Items stored from a collection
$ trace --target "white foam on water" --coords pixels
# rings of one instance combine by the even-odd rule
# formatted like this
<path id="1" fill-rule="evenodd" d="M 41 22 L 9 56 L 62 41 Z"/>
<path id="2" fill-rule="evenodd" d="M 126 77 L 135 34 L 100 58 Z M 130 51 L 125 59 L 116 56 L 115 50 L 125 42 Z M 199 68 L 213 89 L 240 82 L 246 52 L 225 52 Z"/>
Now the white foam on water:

# TASK STATEMENT:
Convert every line of the items above into a JSON list of strings, one string per line, leaving out any blank lines.

# TASK ANSWER:
[
  "$ trace --target \"white foam on water\" --coords pixels",
  "# rings of one instance combine by the even-odd rule",
  "# formatted like this",
  "<path id=\"1\" fill-rule=\"evenodd\" d=\"M 41 22 L 9 56 L 62 41 Z\"/>",
  "<path id=\"2\" fill-rule=\"evenodd\" d=\"M 126 77 L 135 34 L 100 58 Z M 130 51 L 125 59 L 116 56 L 115 50 L 125 42 Z M 199 68 L 213 89 L 240 82 L 246 52 L 225 52 Z\"/>",
  "Now the white foam on water:"
]